:: Stated task ::
Replace "place a pin on" with "mark" in every row from the one containing "Practice. Identify the green tree" down to the end of the rows, leaving everything else unchanged and omitting the pictures from your answer.

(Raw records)
+===+

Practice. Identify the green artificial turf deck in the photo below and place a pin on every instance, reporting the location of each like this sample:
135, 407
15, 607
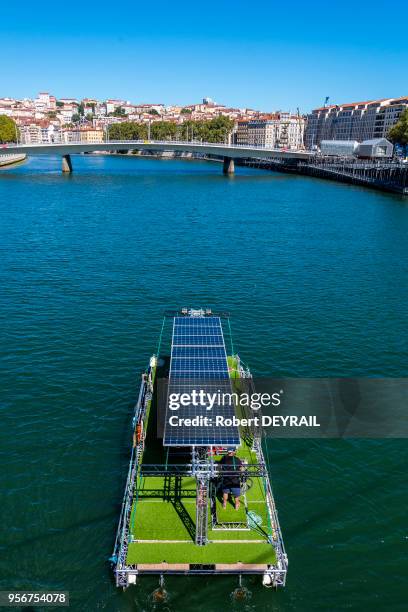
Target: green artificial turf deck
209, 554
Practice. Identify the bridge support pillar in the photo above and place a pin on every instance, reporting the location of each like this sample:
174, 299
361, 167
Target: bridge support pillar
228, 165
66, 163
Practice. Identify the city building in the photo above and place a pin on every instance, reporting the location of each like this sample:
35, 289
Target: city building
353, 121
277, 131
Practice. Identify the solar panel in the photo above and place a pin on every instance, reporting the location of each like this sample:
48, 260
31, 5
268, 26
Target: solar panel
199, 362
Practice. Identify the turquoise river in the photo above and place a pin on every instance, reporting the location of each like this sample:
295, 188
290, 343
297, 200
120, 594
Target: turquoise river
315, 276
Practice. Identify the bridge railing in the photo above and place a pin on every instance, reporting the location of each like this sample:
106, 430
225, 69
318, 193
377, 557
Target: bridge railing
195, 143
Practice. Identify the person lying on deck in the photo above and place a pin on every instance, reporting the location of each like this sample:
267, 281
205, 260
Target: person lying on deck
231, 482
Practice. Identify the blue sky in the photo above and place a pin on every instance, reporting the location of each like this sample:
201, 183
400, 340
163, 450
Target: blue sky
263, 55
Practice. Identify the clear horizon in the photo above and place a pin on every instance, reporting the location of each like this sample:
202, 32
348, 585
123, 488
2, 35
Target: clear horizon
273, 58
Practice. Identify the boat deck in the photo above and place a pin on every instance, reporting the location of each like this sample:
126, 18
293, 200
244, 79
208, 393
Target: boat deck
163, 521
158, 529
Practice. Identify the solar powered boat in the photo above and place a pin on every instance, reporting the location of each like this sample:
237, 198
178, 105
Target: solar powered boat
173, 520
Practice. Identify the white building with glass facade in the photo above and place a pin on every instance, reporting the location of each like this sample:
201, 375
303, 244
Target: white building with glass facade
353, 121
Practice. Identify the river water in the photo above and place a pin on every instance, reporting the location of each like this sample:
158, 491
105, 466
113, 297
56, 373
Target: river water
314, 275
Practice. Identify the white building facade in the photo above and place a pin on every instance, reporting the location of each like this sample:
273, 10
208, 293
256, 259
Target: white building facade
353, 121
282, 131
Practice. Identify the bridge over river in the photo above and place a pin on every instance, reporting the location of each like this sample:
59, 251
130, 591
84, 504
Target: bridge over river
228, 152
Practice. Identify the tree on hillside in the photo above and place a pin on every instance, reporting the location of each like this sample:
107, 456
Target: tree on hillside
8, 129
399, 132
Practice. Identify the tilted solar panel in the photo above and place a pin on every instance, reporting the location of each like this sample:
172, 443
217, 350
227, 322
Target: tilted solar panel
199, 363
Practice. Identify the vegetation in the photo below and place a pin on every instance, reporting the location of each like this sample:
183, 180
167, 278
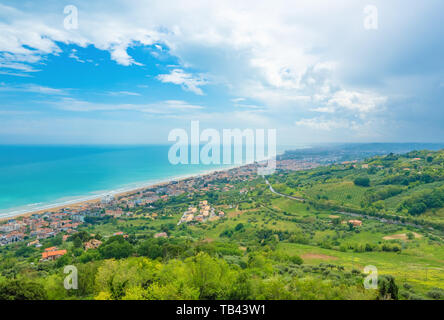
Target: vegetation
266, 247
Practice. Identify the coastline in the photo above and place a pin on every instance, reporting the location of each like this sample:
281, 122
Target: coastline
119, 192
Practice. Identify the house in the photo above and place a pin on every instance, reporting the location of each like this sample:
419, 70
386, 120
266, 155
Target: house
92, 244
356, 223
33, 243
52, 255
161, 235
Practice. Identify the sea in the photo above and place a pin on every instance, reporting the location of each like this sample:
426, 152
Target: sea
40, 177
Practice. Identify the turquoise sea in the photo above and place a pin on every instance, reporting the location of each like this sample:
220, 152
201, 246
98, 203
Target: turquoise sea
35, 177
38, 177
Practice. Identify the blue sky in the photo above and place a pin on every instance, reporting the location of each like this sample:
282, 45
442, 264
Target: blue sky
134, 70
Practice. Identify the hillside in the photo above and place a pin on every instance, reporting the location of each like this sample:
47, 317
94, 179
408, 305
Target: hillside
264, 246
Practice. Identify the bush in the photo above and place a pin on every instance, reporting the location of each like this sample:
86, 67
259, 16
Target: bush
362, 182
436, 293
21, 290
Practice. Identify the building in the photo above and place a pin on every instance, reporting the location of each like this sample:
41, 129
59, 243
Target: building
52, 253
161, 235
356, 223
92, 244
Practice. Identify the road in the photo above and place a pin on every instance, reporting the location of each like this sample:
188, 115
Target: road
383, 220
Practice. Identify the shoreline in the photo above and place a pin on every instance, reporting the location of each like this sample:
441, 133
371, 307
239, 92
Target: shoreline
118, 192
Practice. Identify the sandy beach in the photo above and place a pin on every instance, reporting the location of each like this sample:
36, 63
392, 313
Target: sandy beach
75, 204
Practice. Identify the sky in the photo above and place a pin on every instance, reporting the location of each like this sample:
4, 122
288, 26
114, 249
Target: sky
129, 72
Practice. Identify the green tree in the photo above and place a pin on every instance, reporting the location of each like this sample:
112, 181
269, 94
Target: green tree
21, 290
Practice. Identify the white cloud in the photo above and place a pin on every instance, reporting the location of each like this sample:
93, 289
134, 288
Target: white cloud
160, 108
356, 101
123, 93
188, 81
34, 89
324, 124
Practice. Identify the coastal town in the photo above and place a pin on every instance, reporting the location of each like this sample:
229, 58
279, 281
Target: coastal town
35, 227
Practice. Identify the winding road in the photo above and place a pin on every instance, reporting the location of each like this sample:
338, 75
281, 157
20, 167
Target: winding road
353, 214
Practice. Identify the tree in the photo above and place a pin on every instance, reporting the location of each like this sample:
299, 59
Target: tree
387, 287
21, 290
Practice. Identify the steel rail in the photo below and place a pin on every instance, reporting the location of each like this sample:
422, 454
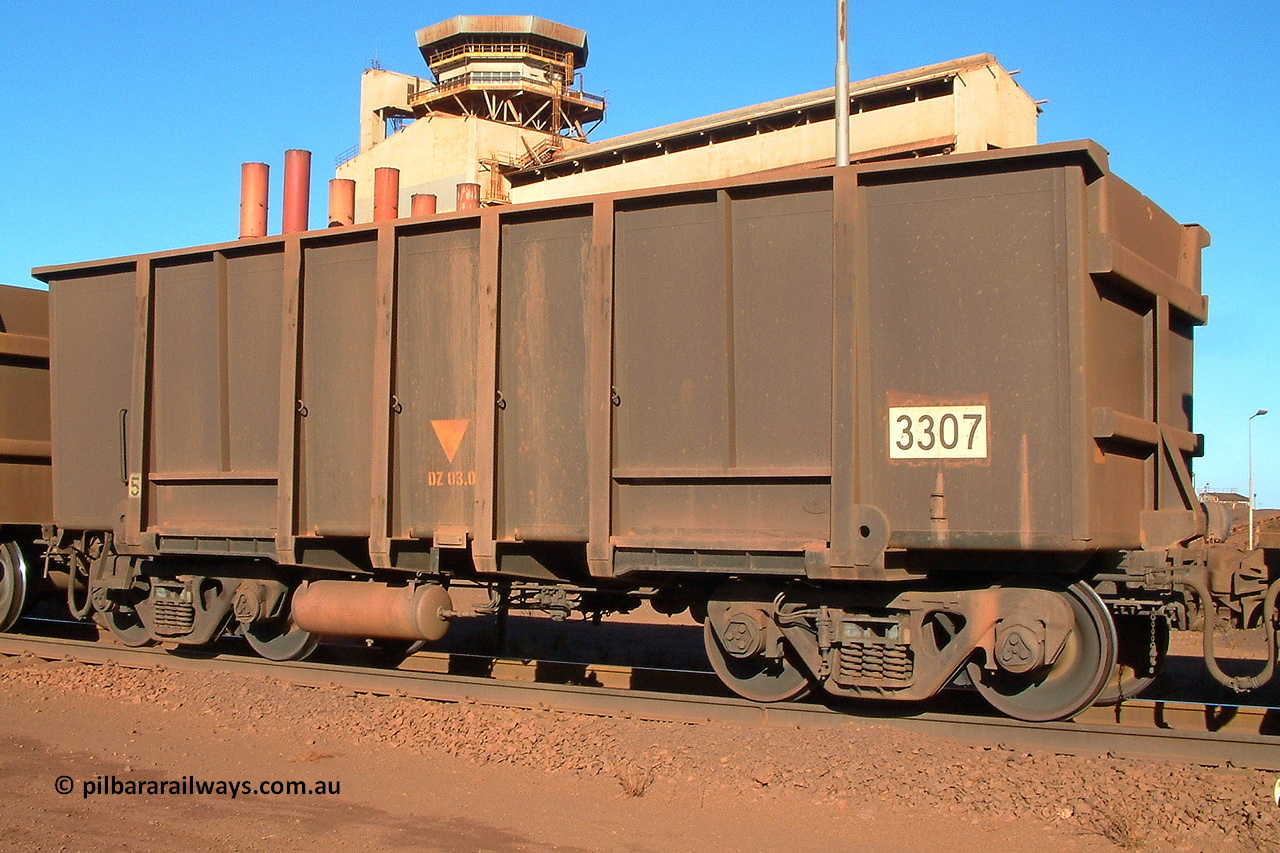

+===+

:: Solved exercise ::
Practice. Identify the green tree in the photo above and mark every instance, reporting the location of each like this sample:
112, 181
269, 94
Target: green tree
21, 290
Practice. Identify the white cloud in the photo above and mark every instance, reporting the location of each like this sample:
93, 289
134, 288
Target: white cloud
160, 108
356, 101
123, 93
188, 81
34, 89
324, 124
Practice. Identify the coastal town in the photo above and mark every instance, reporting the location of each like this sample:
229, 58
279, 281
Target: coastal town
35, 227
Practice. Identify the winding road in the photo above and mark every instance, reporting the location of each like this sample:
338, 75
281, 157
20, 167
Target: winding road
353, 214
Practice. Identify the tree in the photo above and mark every instance, reporting the location of each like this sample:
299, 59
Target: tree
387, 287
21, 290
Practice. Identify the steel rail in the photo below and mark every instance, reporting the location of each like this sample:
422, 454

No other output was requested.